STATED GOAL 1: Count the lines in the rows below that contain "facade", matching case exactly, and reply with the number alone.

PAGE:
Another part of this was the death of my father when I was twelve.  I didn’t understand it at all.  I remember the night of his death, going outside by myself and looking up at a sky filled with stars.  I looked and looked.  At the time I could only look at the stars, but if you put all the experiences together, you have the birth of a poet.

WK:  Did poetry lead you to start Artvilla?

DMJ:   Art itself started Artvilla.  I actually started by producing art at the age of 39.  My engineering background led to a certain level of computer expertise.  Within a month after connecting with the internet, I had a website up displaying my art.  Soon I started adding poetry.  After moving the website twice and starting over, I decided that a dotcom address is more permanent.  Artvilla was born.  The name was available.  Pure and simple.  Named as an artpage, hence the nomen, "ArtPage Images" and "Artvilla,"  The page found tough competition among art pages (they were all named ArtPage this or that).  Only in electronic poetry magazines did the name "ArtPage Images" land just between "Apples and Oranges" and "Atlantic Monthly at Yahoo."  Between two of the biggies.  The little guy can compete on the web.  In April 2000, Artvilla recorded 7711 visits.

Artvilla was possible because of my technical background.  Engineers rule on the net.  Artvilla started as an art site, then I added poetry, then cats, then music, and now Schmutt the dog.  It started as a homepage . . . and still is, somewhat . . . many sites evolve this way.  At first they feature the owner -- a vanity site.  Then over time the vanity lessens; the owner slowly moves to the background and becomes more unselfish, like Summer Breeze.

WK:  When I visited Artvilla, I came to understand you do much more than poetry.  Music has the same hold on you as poetry, doesn’t it?

DATA PROVIDED:
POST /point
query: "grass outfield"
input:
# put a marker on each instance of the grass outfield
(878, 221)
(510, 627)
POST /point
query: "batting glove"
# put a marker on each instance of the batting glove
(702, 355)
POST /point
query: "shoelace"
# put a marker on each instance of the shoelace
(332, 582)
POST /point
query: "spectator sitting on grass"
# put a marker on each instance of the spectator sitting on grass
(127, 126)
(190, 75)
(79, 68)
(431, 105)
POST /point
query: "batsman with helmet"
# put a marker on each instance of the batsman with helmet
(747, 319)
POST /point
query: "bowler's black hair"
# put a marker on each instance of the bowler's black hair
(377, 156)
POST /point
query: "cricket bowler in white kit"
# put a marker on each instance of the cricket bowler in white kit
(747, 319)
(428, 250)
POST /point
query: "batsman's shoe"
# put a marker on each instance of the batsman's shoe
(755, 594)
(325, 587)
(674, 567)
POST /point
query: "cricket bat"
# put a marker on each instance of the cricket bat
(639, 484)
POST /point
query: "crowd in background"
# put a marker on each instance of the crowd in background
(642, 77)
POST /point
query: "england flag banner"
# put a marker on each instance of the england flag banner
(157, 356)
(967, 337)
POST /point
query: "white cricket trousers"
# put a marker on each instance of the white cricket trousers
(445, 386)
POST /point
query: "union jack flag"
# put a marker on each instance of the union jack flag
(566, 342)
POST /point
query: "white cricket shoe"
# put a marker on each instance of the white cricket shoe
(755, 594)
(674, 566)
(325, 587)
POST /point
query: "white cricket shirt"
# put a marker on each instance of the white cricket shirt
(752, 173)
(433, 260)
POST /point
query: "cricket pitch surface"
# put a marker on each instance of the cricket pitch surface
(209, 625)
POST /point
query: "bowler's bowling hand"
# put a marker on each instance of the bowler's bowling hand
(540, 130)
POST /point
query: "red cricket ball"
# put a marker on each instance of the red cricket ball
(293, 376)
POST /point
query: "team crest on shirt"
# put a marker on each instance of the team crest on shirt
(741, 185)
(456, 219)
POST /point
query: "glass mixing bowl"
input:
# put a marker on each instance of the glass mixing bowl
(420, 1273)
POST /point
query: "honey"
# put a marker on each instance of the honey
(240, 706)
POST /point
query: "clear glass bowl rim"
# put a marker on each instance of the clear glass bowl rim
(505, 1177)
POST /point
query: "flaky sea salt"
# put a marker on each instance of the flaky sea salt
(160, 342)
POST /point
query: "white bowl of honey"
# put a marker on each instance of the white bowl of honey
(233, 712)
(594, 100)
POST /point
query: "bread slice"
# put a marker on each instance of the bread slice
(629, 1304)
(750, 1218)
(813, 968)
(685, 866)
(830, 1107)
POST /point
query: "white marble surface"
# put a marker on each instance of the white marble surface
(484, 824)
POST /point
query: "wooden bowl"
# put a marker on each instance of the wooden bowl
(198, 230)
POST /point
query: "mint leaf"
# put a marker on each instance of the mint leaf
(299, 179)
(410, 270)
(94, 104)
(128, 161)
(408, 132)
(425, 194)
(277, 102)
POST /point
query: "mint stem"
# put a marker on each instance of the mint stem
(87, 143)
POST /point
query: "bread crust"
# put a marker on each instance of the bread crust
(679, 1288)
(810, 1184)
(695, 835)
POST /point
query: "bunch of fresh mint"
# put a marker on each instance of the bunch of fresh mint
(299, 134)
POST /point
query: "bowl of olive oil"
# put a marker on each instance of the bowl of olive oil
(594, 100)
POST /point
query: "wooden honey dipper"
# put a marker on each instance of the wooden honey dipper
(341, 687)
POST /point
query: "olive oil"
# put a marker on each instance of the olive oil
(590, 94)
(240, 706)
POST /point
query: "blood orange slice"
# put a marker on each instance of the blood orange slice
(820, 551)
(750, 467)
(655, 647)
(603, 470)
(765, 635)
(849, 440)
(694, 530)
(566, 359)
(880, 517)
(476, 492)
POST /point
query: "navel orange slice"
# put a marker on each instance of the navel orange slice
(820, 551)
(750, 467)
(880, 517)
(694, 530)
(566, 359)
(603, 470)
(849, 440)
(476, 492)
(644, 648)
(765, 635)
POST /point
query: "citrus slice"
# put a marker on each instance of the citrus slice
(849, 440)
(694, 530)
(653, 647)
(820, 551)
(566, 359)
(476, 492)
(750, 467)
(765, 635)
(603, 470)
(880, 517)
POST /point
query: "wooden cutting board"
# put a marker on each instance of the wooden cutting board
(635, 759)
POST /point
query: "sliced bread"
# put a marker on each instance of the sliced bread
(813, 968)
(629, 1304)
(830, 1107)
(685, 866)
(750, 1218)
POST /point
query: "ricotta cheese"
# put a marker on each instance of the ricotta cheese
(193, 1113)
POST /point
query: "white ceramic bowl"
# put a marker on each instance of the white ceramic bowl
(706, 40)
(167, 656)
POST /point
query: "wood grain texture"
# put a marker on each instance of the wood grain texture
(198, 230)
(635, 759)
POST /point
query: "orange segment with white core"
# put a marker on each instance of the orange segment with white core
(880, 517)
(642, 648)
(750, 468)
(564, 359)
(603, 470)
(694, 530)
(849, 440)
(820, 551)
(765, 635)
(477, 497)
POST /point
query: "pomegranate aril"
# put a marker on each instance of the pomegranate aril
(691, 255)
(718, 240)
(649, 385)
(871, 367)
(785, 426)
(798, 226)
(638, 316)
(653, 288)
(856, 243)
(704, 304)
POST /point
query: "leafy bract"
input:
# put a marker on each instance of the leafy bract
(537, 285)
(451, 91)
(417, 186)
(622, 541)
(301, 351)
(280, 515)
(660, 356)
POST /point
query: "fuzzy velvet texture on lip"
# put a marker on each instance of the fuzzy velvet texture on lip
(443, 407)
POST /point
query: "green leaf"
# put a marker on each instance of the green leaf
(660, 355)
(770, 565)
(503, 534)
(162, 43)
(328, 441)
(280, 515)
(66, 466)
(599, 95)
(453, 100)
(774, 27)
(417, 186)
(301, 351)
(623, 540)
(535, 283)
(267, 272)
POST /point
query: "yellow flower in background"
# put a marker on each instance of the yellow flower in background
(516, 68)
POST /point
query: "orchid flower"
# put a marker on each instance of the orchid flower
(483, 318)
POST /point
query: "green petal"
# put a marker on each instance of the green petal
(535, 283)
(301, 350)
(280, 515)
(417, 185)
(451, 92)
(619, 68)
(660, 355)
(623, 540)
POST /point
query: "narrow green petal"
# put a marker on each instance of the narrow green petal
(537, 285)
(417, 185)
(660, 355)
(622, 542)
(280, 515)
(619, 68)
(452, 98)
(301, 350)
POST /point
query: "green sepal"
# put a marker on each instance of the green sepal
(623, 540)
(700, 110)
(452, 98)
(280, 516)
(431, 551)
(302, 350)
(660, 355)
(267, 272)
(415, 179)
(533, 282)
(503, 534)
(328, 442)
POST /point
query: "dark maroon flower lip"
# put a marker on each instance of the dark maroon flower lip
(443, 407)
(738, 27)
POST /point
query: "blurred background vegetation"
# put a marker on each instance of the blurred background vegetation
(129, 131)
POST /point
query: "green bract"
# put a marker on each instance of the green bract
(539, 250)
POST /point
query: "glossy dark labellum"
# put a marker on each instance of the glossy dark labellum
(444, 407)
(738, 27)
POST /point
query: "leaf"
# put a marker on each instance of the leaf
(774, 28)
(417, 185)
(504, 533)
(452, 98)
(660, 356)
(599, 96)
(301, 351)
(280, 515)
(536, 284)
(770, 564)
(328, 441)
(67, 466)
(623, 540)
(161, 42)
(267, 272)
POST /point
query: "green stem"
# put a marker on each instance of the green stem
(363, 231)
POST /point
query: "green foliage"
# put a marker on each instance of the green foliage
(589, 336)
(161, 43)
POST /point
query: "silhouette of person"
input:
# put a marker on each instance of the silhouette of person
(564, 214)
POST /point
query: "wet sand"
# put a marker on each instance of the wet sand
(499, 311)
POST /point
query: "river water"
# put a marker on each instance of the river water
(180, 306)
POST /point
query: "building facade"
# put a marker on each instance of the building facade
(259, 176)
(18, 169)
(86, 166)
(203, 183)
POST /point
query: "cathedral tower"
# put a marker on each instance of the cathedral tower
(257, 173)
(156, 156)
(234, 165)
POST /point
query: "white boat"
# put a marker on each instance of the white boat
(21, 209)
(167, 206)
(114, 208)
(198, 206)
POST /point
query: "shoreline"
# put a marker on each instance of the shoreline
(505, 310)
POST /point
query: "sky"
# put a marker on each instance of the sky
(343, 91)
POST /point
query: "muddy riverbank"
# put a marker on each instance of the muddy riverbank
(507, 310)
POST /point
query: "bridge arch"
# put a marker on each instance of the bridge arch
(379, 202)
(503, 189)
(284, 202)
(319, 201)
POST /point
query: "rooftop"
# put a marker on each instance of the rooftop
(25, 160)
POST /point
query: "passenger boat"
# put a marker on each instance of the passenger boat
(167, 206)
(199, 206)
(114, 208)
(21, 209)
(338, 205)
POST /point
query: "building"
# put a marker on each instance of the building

STATED GOAL 2: According to the interview, why did the page face tough competition among art pages?

EXPECTED ANSWER 1: 2

EXPECTED ANSWER 2: The page was named as an artpage, "ArtPage Images," and the other art pages were all named ArtPage this or that.